-------- Verilen metin --------

Zanka

Elazığ’da deprem oluyor, depremin yıl dönümünde ve aynı zamanda salgının tavan yaptığı, hastanelerin hınca hınç dolu olduğu, ölüm oranlarının son derece yüksek olduğu bir zamanda vatandaşa çay fırlatıyor. Bunu yaparken de birbirinize çok yaklaşmayın ha, diyerek kendince önlem alıyor.

Sokağa çıkma kısıtlamalarının olduğu dönemlerde, ülkenin dört yanında lebalep kongreler düzenliyor, yine vatandaşa çay fırlatıyor.

Sel felaketi yaşanıyor, insanlar kanalizasyon suyunun yağmura karıştığı kara, pis sularda sürükleniyor. Devasa toprak kütleleri, üzerindeki apartmanı oyuncak bir evmişçesine alıp azgın sele katıyor. Huzursuz şekilde promteri takip eden, sağda solda promter arayan gözleri dışında, yüzündeki sabit ifade asla değişmiyor. Tutuyor vatandaşa yine çay fırlatıyor.

-------- Gösterilen satırlar --------

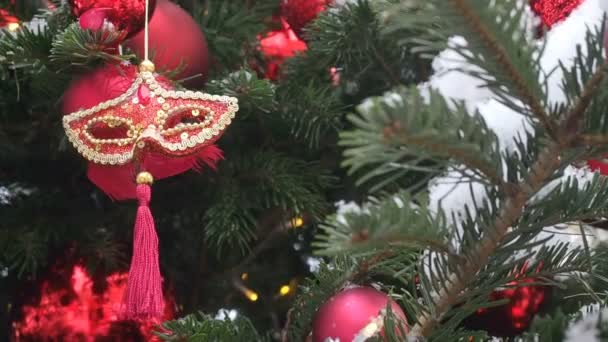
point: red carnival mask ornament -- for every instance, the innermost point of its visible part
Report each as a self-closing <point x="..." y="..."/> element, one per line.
<point x="148" y="132"/>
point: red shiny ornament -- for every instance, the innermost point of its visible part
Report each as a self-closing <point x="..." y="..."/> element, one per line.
<point x="354" y="311"/>
<point x="552" y="12"/>
<point x="513" y="318"/>
<point x="176" y="43"/>
<point x="7" y="18"/>
<point x="299" y="13"/>
<point x="125" y="15"/>
<point x="72" y="308"/>
<point x="133" y="128"/>
<point x="598" y="165"/>
<point x="278" y="46"/>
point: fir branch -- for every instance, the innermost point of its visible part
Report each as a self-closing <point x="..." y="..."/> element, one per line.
<point x="382" y="225"/>
<point x="513" y="208"/>
<point x="200" y="328"/>
<point x="503" y="58"/>
<point x="79" y="47"/>
<point x="410" y="134"/>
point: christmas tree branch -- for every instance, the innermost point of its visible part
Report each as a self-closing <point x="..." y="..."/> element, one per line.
<point x="572" y="122"/>
<point x="547" y="163"/>
<point x="512" y="71"/>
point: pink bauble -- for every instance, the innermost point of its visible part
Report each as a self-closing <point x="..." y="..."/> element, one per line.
<point x="345" y="315"/>
<point x="176" y="42"/>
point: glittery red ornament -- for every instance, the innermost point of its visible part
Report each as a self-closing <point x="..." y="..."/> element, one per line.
<point x="277" y="46"/>
<point x="176" y="43"/>
<point x="298" y="13"/>
<point x="553" y="11"/>
<point x="356" y="311"/>
<point x="133" y="128"/>
<point x="124" y="15"/>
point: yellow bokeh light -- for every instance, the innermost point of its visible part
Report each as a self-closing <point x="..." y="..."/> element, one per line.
<point x="284" y="290"/>
<point x="251" y="295"/>
<point x="13" y="26"/>
<point x="297" y="222"/>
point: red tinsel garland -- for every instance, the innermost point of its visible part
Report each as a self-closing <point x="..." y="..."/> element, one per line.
<point x="554" y="11"/>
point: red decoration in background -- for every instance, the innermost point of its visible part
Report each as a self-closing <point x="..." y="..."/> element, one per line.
<point x="277" y="46"/>
<point x="176" y="43"/>
<point x="598" y="165"/>
<point x="78" y="313"/>
<point x="552" y="12"/>
<point x="299" y="13"/>
<point x="524" y="302"/>
<point x="7" y="18"/>
<point x="346" y="314"/>
<point x="125" y="15"/>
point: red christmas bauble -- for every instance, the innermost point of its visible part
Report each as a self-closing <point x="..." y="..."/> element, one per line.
<point x="176" y="42"/>
<point x="277" y="46"/>
<point x="598" y="165"/>
<point x="125" y="15"/>
<point x="298" y="13"/>
<point x="552" y="12"/>
<point x="101" y="85"/>
<point x="6" y="18"/>
<point x="357" y="311"/>
<point x="514" y="317"/>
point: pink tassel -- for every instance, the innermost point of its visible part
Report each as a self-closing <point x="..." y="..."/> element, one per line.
<point x="143" y="297"/>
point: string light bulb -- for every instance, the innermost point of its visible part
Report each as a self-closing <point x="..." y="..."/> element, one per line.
<point x="285" y="290"/>
<point x="251" y="295"/>
<point x="297" y="222"/>
<point x="13" y="26"/>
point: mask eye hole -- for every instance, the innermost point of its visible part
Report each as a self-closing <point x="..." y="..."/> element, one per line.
<point x="188" y="119"/>
<point x="109" y="129"/>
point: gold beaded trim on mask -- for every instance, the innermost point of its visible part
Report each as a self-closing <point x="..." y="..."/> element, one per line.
<point x="208" y="131"/>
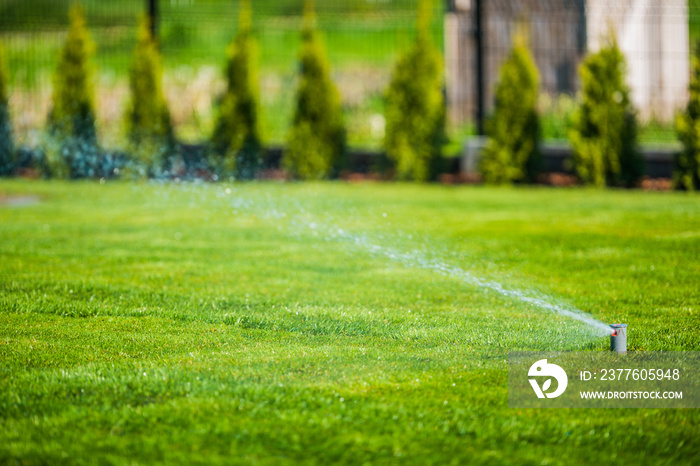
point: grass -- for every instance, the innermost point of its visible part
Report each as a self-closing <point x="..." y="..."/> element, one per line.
<point x="147" y="323"/>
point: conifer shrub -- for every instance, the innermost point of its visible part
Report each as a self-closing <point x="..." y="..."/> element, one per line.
<point x="71" y="147"/>
<point x="687" y="164"/>
<point x="316" y="143"/>
<point x="604" y="132"/>
<point x="150" y="134"/>
<point x="236" y="140"/>
<point x="415" y="107"/>
<point x="7" y="149"/>
<point x="512" y="151"/>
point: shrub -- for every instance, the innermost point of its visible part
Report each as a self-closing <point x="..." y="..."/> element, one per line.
<point x="316" y="143"/>
<point x="236" y="139"/>
<point x="687" y="172"/>
<point x="150" y="134"/>
<point x="604" y="133"/>
<point x="7" y="149"/>
<point x="72" y="143"/>
<point x="415" y="107"/>
<point x="512" y="151"/>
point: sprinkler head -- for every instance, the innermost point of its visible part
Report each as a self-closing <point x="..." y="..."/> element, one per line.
<point x="618" y="338"/>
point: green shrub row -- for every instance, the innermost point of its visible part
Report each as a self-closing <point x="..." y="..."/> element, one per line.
<point x="603" y="133"/>
<point x="604" y="130"/>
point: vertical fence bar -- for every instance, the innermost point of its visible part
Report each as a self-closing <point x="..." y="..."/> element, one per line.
<point x="479" y="41"/>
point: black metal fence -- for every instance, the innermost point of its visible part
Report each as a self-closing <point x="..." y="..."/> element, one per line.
<point x="363" y="39"/>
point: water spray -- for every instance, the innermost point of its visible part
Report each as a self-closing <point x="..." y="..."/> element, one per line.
<point x="618" y="338"/>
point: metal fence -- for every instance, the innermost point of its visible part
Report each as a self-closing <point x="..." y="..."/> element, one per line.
<point x="363" y="40"/>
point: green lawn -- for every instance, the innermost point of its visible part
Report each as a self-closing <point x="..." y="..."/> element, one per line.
<point x="279" y="323"/>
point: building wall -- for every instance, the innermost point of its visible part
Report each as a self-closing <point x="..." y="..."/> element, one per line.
<point x="653" y="34"/>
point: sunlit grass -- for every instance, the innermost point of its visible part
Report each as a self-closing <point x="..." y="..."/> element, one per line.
<point x="236" y="323"/>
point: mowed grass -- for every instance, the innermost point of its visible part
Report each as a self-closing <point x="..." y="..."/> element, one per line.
<point x="283" y="323"/>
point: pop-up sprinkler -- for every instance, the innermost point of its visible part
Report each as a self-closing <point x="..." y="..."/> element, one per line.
<point x="618" y="339"/>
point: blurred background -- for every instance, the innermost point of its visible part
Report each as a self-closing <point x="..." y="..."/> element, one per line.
<point x="363" y="40"/>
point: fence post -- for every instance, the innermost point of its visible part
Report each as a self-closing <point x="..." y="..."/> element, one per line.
<point x="153" y="16"/>
<point x="479" y="41"/>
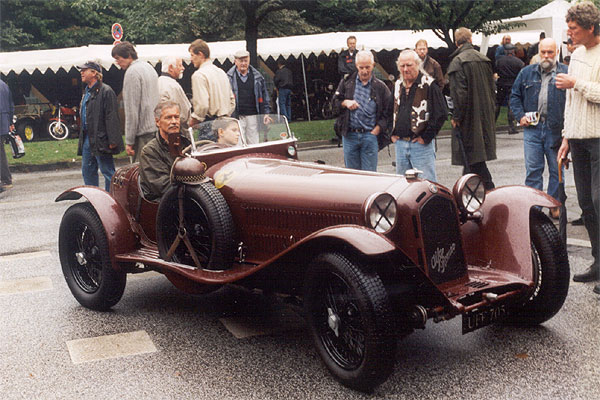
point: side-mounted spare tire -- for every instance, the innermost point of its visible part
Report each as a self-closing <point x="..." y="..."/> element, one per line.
<point x="550" y="275"/>
<point x="207" y="223"/>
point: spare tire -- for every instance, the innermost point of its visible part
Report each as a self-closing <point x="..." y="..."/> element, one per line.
<point x="207" y="223"/>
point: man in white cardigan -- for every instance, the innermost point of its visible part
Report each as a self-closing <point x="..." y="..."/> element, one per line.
<point x="581" y="134"/>
<point x="140" y="97"/>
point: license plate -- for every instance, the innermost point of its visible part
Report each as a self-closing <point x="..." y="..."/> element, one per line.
<point x="483" y="316"/>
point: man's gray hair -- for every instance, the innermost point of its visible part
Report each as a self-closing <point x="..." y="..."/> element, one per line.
<point x="365" y="54"/>
<point x="415" y="57"/>
<point x="168" y="61"/>
<point x="164" y="105"/>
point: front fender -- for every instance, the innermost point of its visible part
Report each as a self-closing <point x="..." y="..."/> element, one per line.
<point x="115" y="220"/>
<point x="501" y="239"/>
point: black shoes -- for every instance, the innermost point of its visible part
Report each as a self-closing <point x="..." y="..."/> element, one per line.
<point x="577" y="222"/>
<point x="590" y="275"/>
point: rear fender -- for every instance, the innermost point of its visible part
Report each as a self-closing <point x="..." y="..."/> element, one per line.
<point x="501" y="239"/>
<point x="115" y="220"/>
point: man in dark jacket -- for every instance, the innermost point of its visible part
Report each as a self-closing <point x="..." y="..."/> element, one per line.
<point x="364" y="105"/>
<point x="6" y="115"/>
<point x="156" y="160"/>
<point x="100" y="135"/>
<point x="347" y="58"/>
<point x="472" y="93"/>
<point x="508" y="68"/>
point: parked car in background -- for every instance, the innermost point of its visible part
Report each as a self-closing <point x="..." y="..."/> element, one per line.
<point x="371" y="256"/>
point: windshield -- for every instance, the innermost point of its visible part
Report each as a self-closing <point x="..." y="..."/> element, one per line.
<point x="245" y="131"/>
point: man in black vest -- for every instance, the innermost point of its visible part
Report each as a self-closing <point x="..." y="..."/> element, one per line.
<point x="251" y="95"/>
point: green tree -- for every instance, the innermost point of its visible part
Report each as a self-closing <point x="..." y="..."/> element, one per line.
<point x="444" y="17"/>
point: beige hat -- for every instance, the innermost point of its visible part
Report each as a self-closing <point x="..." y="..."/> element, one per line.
<point x="241" y="54"/>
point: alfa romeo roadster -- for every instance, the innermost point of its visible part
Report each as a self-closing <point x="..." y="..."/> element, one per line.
<point x="371" y="256"/>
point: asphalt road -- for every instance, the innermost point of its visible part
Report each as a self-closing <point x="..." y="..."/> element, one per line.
<point x="159" y="343"/>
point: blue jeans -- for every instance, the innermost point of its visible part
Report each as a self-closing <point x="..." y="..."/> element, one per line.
<point x="360" y="151"/>
<point x="416" y="155"/>
<point x="285" y="103"/>
<point x="90" y="164"/>
<point x="537" y="143"/>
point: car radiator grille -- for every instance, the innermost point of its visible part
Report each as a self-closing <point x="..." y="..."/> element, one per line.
<point x="441" y="238"/>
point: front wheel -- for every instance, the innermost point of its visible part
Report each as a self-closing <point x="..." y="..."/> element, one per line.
<point x="550" y="274"/>
<point x="85" y="259"/>
<point x="58" y="130"/>
<point x="350" y="320"/>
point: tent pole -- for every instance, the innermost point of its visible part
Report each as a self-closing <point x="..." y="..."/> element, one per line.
<point x="305" y="89"/>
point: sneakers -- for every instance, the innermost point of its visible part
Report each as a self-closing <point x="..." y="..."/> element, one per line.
<point x="590" y="275"/>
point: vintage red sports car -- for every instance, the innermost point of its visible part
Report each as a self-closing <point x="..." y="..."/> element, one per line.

--------

### Yapılacak iş
Zanka başlıklı yazıya göre şu üç ifade doğru mu: (a) kongreler sokağa çıkma kısıtlamalarının olduğu dönemlerde düzenleniyor, (b) sel sırasında yüzündeki ifade sık sık değişiyor, (c) çay fırlatırken insanlara birbirlerine çok yaklaşmamalarını söylüyor? Her birine evet ya da hayır deyin ve buna karar veren sözleri yazıdan aynen aktarın.

### Bu işin çözümü
(a) Evet: "Sokağa çıkma kısıtlamalarının olduğu dönemlerde, ülkenin dört yanında lebalep kongreler düzenliyor"
(b) Hayır: "yüzündeki sabit ifade asla değişmiyor"
(c) Evet: "birbirinize çok yaklaşmayın ha, diyerek kendince önlem alıyor"